S’il est vrai qu’en date du 13 avril 2001, une réunion a eu lieu entre Monsieur … et certains de ses supérieurs hiérarchiques, réunion qui fut convoquée suite au refus de Monsieur … en date du 11 avril 2001 d’enlever des barrières sur le CR 102 entre Mamer et Dippach, malgré l’ordre formel y afférent de son supérieur hiérarchique Monsieur M., que lors de cette entrevue Monsieur … avait été entendu en ses explications et que Monsieur L. l’a informé de ce qu’il n’avait pas le droit de passer outre un ordre reçu de la part de son supérieur hiérarchique et que s’il jugeait opportun de protester, il devrait le faire par écrit à son supérieur hiérarchique direct dans les formes prévues par l’article 4 du statut général et, en tout état de cause, il ne pouvait pas ignorer un ordre ou refuser de l’exécuter, néanmoins il ne ressort pas du procès-verbal établi en cause pour cette réunion ni d’un autre document que le but en aurait été d’entendre Monsieur … en vue de lui infliger le cas échéant une sanction disciplinaire en raison de son refus d’ordre. Force est encore de constater que ce n’est qu’en raison du prétendu comportement impertinent lors de cette réunion, qu’il a été décidé d’ouvrir une procédure disciplinaire à l’encontre de Monsieur … (cf procès-verbal de la réunion du 13 avril 2001, p. 2).

Cependant, dans la suite, et jusqu’à la décision du directeur de l’administration des Ponts et Chaussées du 29 mai 2001 lui infligeant la peine disciplinaire de la réprimande, il n’y eut plus de contact entre Monsieur … et ses supérieurs hiérarchiques. En particulier, il n’a jamais été officiellement informé ni de ce qu’une procédure disciplinaire aurait été ouverte contre lui et, a fortiori, non plus des chefs d’accusation portés à son encontre ni de ce qu’il pourrait prendre inspection de son dossier pour présenter éventuellement des observations écrites et solliciter un complément d’instruction.

Il résulte des considérations qui précèdent que la procédure disciplinaire menée à son encontre n’était pas régulière dans la mesure où les dispositions ni de l’article 51 alinéa 1 ni celles de l’article 54 alinéa (3) et (4) n’ont été respectées.

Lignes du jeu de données
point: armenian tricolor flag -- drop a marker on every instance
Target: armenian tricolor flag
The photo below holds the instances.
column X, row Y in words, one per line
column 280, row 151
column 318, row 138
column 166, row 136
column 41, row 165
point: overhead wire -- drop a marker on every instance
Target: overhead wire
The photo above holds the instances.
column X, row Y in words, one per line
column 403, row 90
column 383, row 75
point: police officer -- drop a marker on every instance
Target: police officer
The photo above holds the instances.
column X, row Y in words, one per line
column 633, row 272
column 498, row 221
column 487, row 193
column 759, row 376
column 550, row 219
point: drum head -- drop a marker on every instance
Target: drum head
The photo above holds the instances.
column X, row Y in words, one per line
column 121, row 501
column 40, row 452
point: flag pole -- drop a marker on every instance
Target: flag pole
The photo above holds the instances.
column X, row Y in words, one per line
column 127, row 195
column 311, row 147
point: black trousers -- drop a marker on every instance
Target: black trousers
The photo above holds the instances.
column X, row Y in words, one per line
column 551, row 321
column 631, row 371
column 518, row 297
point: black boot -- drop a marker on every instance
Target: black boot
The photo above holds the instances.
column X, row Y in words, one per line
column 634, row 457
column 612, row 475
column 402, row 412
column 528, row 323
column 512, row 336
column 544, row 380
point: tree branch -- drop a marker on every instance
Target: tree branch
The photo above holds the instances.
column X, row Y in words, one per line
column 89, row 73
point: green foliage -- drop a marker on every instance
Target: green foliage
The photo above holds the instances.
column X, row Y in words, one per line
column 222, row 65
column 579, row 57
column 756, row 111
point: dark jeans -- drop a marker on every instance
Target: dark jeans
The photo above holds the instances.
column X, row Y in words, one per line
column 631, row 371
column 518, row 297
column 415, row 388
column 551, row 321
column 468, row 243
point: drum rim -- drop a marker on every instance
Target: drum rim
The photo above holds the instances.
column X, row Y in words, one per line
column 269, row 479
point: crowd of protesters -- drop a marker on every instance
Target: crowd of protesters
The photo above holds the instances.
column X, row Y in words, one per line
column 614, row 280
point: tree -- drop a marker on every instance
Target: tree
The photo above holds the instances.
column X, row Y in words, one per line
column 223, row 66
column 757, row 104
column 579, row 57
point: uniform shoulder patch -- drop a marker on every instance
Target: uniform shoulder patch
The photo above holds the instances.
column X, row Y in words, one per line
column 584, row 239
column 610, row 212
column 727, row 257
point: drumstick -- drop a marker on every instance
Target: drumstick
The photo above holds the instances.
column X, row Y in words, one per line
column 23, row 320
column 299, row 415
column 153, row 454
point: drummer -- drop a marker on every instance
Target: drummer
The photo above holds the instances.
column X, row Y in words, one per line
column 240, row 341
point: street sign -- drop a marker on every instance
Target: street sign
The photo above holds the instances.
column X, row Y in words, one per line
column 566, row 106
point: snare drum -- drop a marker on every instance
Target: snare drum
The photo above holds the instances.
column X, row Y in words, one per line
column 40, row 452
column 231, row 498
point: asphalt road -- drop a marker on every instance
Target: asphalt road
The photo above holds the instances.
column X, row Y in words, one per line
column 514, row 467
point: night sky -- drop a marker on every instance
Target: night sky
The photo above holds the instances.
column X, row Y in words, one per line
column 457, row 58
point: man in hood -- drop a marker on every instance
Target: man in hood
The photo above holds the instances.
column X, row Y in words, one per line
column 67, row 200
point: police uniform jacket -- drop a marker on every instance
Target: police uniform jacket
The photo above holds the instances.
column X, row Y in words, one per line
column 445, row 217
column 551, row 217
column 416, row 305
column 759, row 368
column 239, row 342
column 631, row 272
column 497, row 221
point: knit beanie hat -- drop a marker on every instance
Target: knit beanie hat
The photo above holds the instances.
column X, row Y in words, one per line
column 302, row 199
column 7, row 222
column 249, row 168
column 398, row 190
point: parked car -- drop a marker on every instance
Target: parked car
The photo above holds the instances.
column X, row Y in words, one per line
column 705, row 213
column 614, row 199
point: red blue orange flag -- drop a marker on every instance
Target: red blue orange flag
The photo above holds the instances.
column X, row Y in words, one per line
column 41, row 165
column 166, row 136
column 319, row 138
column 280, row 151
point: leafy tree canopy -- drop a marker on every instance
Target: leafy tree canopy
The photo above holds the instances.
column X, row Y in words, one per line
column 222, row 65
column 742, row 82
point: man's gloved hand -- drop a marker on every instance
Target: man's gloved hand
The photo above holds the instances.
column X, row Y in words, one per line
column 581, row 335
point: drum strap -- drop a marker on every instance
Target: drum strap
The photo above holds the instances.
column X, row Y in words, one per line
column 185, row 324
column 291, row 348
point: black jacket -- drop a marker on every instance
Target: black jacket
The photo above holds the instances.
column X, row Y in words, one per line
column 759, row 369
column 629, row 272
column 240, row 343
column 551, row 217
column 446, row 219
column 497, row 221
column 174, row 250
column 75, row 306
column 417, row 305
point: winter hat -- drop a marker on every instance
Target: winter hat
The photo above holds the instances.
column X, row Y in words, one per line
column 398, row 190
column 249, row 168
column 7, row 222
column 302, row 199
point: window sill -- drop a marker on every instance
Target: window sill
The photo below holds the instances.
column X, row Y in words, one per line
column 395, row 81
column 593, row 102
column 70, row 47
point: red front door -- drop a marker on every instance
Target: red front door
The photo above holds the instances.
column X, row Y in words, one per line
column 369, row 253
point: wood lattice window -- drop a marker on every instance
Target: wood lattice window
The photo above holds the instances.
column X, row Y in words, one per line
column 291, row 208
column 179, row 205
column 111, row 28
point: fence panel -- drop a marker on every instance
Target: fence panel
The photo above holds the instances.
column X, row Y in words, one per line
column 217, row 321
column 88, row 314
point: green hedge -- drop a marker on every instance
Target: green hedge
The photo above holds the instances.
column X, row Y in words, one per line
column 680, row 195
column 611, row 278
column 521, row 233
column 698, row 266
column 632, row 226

* [SÉRIE D'EXERCICES]:
1 > Recopiez sans la moindre modification les lignes de la liste, à partir de celle qui contient « point: uniform shoulder » et jusqu'à celle qui contient « column 566, row 106 », ces deux lignes comprises.
2 > Reprenez le texte sur la procédure disciplinaire là où il s'arrête et poursuivez-le.
La liste n'a aucun lien avec le texte sur la procédure disciplinaire.

* [RÉPONSES PAR EXERCICE]:
1 >
point: uniform shoulder patch -- drop a marker on every instance
Target: uniform shoulder patch
The photo above holds the instances.
column X, row Y in words, one per line
column 584, row 239
column 610, row 212
column 727, row 257
point: drumstick -- drop a marker on every instance
Target: drumstick
The photo above holds the instances.
column X, row Y in words, one per line
column 23, row 320
column 299, row 415
column 153, row 454
point: drummer -- drop a marker on every instance
Target: drummer
The photo above holds the instances.
column X, row Y in words, one per line
column 240, row 341
point: street sign -- drop a marker on every instance
Target: street sign
The photo above holds the instances.
column X, row Y in words, one per line
column 566, row 106

2 >
Si certes toute inobservation de la procédure disciplinaire n’entraîne pas nécessairement son annulation, surtout si cette inobservation n’a pas eu pour effet de porter atteinte aux droits de la défense, il en est autrement de certaines formalités essentielles destinées à garantir un déroulement équitable de la procédure disciplinaire.

Or, l’information du fonctionnaire présumé fautif des faits qui lui sont reprochés avec indication si une procédure disciplinaire a été entamée est essentielle pour permettre au fonctionnaire de présenter sa défense. Cette formalité qui, en l’espèce, n’a pas été respectée, constitue une formalité essentielle dont l’inobservation vicie fondamentalement la procédure et doit entraîner l’annulation de la sanction disciplinaire prise dans son cadre.

Par ces motifs, le tribunal administratif, deuxième chambre, statuant contradictoirement;

reçoit le recours en la forme;

au fond le déclare justifié ;

partant annule la décision du Ministre des Travaux Publics 27 février 2002 et renvoie l’affaire devant le ministre des Travaux Publics ;

condamne l’Etat aux frais.

Ainsi jugé par:

M. Schockweiler, vice-président, M. Campill, premier juge Mme Lamesch, juge et lu à l’audience publique du 9 janvier 2003, par le vice-président, en présence de M. Legille, greffier.

s. Legille s. Schockweiler 5


Synthèse
Formation : Deuxième chambre
Numéro d'arrêt : 14951
Date de la décision : 09/01/2003

Origine de la décision
Date de l'import : 12/12/2019
Identifiant URN:LEX : urn:lex;lu;tribunal.administratif;arret;2003-01-09;14951 ?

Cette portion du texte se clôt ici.